Text section
§

United States District Court, Northern District of Oklahoma
Jan 23, 2024
No. 22-201-01-DDC (N.D. Okla. Jan. 23, 2024)

Opinion

22-201-01-DDC

01-23-2024

UNITED STATES OF AMERICA, Plaintiff, v. DARREL DEAN GUINN, Defendant.


MEMORANDUM AND ORDER

DANIEL D. CRABTREE, UNITED STATES DISTRICT JUDGE

The government accused defendant Darrel Dean Guinn of sexual abuse and coercion against three children who resided with him. Specifically, it charged Mr. Guinn with one count of aggravated sexual abuse of a child, one count of abusive sexual contact, and two counts of coercion and enticement. The case reached trial, and, at the end of the government's evidence, Mr. Guinn moved orally to dismiss all charges under Fed. R. Crim. P. 29. As permitted by the rule, the court reserved judgment on the motion. See Fed. R. Crim. P. 29(b). The jury later found Mr. Guinn guilty on all four charges. Doc. 58 (Verdict Form).

Mr. Guinn has supplemented his Rule 29 motion, filing a supporting Memorandum. See Doc. 63. The government submitted its Response in Opposition. Doc. 72. And so, now armed with the parties' more targeted arguments, the court is prepared to decide the motion. For reasons explained below, the court denies his motion in part and grants it in part. Specifically, the court grants the motion as applied to the charges in Counts Two and Four. But it denies the motion as applied to the charges in Counts One and Three.

I. Background

On July 5, 2022, the grand jury returned an Indictment charging Mr. Guinn with four separate counts. Doc. 2 at 1-4 (Indictment).

Count One charged Mr. Guinn with violating 18 U.S.C. §§ 1151, 1153, and 2241(c). That is, the Indictment accused Mr. Guinn of knowingly engaging in or attempting to engage in a sexual act with a child who had not attained the age of 12. Id. at 1. The Indictment alleges Mr. Guinn committed these acts within Indian Country, on or about June 23, 2020, through August 1, 2021, against K.L., a child who had not attained the age of 12 years. Id.

Count Three charged Mr. Guinn with violating 18 U.S.C. §§ 1151, 1153, and 2244(a)(3)-a crime described as knowingly engaging in and causing sexual contact with a child who had attained the age of 12 years but had not yet attained the age of 16 years and was at least four years younger than the defendant. Id. at 3. Specifically, the Indictment alleges Mr. Guinn committed these acts within Indian Country, on or about October 2, 2020, through August 1, 2021, against L.G. Id.

§

Written problem 1
Copy out every line of the records that contains the word "leaf".
The court opinion and the records are unrelated and should be treated as separate material.

§

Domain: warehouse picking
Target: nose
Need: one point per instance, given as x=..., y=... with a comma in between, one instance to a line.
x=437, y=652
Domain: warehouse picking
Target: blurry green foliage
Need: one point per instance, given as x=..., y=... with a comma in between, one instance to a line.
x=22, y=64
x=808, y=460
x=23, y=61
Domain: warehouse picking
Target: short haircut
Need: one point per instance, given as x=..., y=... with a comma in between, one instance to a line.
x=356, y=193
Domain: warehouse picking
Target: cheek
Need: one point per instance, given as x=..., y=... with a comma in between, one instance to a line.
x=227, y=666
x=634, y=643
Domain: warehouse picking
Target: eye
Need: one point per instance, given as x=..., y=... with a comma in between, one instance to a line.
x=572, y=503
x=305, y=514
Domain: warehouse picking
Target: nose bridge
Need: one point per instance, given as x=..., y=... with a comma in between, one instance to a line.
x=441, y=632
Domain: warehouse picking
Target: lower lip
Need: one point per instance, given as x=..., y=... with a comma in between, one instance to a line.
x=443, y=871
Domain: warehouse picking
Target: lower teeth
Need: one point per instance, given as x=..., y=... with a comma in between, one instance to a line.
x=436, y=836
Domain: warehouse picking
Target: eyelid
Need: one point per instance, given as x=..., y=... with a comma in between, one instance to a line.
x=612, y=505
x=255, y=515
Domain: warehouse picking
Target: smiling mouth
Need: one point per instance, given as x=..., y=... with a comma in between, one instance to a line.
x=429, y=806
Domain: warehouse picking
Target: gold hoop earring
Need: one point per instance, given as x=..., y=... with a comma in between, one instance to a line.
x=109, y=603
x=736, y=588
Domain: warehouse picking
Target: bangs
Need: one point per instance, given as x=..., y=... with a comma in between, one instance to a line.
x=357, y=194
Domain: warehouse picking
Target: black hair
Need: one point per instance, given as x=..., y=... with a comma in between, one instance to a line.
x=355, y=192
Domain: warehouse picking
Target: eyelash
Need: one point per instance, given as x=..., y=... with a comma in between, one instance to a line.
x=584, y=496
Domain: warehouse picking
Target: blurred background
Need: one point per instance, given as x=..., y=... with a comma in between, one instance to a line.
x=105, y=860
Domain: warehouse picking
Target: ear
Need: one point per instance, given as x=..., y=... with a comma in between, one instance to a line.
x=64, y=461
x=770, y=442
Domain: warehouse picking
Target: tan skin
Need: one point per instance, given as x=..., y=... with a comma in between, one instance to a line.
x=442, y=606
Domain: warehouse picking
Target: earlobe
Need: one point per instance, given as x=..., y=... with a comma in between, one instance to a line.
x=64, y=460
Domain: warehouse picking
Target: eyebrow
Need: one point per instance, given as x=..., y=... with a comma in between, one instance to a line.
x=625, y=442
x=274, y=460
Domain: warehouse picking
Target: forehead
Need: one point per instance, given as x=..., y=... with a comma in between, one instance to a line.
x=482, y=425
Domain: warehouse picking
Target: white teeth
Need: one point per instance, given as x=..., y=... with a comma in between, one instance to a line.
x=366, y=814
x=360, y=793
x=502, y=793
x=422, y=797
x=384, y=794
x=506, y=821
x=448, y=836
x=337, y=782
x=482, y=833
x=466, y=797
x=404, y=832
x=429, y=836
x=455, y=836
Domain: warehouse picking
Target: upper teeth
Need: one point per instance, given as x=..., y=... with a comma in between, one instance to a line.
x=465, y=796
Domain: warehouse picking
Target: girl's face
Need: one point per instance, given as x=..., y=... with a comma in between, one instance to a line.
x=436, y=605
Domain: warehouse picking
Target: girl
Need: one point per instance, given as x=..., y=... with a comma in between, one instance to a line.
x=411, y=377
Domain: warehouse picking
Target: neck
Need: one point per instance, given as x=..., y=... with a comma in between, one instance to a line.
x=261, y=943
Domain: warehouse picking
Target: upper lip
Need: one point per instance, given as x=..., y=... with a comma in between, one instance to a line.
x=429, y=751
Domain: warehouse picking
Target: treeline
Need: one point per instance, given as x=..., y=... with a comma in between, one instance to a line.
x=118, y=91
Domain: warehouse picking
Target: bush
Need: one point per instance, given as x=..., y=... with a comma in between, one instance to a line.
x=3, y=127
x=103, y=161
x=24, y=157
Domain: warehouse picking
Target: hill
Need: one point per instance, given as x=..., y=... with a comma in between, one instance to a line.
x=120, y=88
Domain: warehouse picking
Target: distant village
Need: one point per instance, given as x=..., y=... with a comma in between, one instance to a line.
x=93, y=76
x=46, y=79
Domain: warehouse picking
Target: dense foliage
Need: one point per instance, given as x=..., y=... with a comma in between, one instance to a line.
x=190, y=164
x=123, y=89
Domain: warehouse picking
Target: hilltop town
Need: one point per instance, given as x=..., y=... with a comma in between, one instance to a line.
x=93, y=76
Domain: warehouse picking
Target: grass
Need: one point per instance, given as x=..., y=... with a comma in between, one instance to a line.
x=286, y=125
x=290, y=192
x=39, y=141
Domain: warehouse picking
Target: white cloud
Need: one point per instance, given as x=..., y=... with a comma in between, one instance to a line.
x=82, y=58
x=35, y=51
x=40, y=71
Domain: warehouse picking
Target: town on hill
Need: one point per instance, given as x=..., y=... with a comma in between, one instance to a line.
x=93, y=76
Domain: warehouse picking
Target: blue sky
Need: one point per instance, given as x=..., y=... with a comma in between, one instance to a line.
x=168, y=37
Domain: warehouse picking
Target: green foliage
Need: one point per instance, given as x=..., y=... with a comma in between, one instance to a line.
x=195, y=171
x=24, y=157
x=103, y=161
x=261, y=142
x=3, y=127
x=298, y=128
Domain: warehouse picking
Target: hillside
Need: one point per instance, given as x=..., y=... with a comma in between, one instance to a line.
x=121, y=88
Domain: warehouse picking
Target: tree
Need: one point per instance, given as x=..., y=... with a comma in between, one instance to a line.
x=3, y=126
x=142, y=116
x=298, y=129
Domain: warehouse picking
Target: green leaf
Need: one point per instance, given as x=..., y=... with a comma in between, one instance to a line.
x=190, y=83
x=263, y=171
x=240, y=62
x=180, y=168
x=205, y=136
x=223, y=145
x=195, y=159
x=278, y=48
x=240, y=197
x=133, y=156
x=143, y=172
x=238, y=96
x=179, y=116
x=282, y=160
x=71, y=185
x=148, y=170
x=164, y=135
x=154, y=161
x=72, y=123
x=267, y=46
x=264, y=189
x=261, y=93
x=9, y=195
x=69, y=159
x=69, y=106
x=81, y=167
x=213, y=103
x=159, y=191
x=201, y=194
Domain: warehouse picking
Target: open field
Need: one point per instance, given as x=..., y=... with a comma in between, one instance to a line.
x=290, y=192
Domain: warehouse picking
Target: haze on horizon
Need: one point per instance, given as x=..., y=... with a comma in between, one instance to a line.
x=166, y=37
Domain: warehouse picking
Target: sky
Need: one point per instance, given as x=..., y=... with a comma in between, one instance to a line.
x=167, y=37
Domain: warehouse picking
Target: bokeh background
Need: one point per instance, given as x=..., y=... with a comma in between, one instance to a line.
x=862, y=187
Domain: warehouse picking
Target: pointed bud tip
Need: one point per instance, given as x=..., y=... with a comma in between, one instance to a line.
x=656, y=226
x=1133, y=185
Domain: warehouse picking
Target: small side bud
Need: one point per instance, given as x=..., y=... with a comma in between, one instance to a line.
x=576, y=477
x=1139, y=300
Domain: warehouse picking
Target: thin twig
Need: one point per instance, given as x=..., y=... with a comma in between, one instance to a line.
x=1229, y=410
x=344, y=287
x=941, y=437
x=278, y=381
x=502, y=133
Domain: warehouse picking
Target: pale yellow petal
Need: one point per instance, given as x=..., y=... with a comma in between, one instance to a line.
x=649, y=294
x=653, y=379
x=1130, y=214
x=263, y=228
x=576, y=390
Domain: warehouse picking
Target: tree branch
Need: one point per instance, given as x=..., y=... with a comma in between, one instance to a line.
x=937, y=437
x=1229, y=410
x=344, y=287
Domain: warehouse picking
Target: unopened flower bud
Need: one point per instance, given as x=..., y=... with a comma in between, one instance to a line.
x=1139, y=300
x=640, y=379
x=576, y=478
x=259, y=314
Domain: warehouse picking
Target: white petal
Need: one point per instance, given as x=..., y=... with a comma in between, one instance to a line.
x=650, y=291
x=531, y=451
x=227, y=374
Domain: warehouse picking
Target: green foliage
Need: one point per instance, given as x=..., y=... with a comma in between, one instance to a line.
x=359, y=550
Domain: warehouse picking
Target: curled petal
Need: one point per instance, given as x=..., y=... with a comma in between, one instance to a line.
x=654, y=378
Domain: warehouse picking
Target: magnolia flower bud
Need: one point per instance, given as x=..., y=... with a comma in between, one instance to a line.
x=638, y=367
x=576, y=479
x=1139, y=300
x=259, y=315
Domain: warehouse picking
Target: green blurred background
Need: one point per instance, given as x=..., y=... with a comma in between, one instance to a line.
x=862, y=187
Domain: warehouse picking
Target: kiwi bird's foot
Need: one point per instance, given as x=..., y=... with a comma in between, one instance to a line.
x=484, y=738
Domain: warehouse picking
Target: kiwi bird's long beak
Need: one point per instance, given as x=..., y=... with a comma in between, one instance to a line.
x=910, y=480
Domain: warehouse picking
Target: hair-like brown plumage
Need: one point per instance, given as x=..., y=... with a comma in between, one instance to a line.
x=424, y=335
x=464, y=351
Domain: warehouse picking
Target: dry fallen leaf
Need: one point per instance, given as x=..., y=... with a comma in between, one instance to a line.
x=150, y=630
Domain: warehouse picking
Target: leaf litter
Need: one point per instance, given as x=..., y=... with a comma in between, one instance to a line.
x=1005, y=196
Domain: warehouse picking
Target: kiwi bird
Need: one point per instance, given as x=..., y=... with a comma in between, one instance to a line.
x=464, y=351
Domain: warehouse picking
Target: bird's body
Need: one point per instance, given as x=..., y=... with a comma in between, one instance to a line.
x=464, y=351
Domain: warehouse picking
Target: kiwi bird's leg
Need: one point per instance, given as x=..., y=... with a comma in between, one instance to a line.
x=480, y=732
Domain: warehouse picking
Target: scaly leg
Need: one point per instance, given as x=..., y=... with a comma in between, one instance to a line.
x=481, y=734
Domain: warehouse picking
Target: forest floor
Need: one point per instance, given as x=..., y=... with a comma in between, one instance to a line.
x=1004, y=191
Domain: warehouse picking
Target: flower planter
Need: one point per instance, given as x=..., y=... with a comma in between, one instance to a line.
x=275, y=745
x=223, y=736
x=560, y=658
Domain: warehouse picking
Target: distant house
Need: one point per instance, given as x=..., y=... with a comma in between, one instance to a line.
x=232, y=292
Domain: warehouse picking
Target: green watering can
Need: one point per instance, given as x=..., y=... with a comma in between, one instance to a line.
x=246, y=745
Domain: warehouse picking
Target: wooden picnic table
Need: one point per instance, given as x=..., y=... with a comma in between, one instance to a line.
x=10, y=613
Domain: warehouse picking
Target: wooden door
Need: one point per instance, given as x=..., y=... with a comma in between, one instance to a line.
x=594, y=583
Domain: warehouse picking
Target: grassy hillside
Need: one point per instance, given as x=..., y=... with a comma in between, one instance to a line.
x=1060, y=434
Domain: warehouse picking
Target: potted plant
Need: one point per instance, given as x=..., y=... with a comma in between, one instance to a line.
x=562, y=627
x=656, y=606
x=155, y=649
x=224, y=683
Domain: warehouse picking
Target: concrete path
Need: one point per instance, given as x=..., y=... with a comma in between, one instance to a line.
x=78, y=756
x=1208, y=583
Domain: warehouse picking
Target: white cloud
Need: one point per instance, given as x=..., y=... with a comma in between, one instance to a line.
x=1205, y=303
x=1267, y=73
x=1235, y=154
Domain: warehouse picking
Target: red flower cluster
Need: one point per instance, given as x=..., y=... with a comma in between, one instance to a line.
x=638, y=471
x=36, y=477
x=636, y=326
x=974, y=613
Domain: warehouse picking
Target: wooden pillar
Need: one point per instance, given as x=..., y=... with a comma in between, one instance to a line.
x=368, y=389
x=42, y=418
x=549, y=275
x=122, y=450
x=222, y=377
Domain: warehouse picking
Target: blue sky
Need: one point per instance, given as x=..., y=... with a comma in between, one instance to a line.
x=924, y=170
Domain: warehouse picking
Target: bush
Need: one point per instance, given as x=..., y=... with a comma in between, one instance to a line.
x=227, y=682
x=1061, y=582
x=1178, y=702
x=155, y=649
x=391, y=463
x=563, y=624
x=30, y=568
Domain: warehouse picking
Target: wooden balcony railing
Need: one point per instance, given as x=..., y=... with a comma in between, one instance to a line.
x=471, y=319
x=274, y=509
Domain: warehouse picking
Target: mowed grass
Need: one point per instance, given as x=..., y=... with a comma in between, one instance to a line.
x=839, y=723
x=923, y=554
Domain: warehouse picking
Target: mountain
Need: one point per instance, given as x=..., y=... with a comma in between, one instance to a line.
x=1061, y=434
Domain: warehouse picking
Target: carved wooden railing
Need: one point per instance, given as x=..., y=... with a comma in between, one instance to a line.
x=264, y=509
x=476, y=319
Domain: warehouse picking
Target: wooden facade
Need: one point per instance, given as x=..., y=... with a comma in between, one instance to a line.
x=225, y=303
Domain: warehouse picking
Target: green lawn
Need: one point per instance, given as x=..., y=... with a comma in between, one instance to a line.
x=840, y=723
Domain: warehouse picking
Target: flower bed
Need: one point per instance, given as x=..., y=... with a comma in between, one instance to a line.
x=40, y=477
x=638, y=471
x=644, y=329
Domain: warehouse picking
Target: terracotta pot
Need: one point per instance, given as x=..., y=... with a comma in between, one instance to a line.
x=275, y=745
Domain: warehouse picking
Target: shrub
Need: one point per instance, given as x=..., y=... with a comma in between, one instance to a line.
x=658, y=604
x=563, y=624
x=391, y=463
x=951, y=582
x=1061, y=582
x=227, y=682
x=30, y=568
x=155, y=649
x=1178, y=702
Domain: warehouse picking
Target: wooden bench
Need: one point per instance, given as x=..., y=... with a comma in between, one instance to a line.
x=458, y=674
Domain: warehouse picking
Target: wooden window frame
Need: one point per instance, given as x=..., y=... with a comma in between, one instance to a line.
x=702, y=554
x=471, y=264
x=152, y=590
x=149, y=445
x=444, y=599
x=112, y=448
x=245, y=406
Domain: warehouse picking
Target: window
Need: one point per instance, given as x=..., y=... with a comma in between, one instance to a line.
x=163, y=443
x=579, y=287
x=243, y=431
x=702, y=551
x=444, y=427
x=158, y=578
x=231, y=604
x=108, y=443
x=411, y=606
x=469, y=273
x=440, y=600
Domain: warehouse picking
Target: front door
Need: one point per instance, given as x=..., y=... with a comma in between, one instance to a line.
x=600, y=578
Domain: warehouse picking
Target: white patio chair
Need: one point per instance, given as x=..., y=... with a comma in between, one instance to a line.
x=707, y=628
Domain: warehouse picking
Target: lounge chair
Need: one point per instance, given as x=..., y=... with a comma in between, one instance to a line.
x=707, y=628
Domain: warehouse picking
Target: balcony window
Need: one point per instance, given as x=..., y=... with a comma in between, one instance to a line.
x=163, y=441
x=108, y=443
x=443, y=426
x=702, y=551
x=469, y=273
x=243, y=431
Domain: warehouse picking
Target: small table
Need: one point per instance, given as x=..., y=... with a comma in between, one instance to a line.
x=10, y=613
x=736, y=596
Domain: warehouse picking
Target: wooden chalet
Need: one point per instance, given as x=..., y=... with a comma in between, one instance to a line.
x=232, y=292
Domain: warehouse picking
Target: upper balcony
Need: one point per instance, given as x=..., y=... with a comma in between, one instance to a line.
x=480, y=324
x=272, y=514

§

Written problem 2
Write what comes next in the court opinion on the Guinn case, starting right after its final sentence.

Final answer 1
Target: green leaf
Target: dry fallen leaf
Target: leaf litter

Final answer 2
Counts Two and Four charged that Mr. Guinn knowingly persuaded, induced, enticed, coerced, and attempted to persuade, induce, entice, and coerce a minor who had not attained the age of 18 years, to engage in any sexual activity for which a person can be charged with a criminal offense. Id. at 2, 4. Count Two of the Indictment asserts that Mr. Guinn committed these acts within Indian Country, on or about October 2, 2020, through August 1, 2021, against L.G. Id. at 2. Count Four of the Indictment asserts that Mr. Guinn committed these acts within Indian Country, from on or about August 1, 2020, through June 30, 2021, against Z.G. Id. at 4. The government alleges that the acts charged in both Counts Two and Four violated 18 U.S.C. §§ 1151, 1153, and 2422(b). Id. at 2, 4.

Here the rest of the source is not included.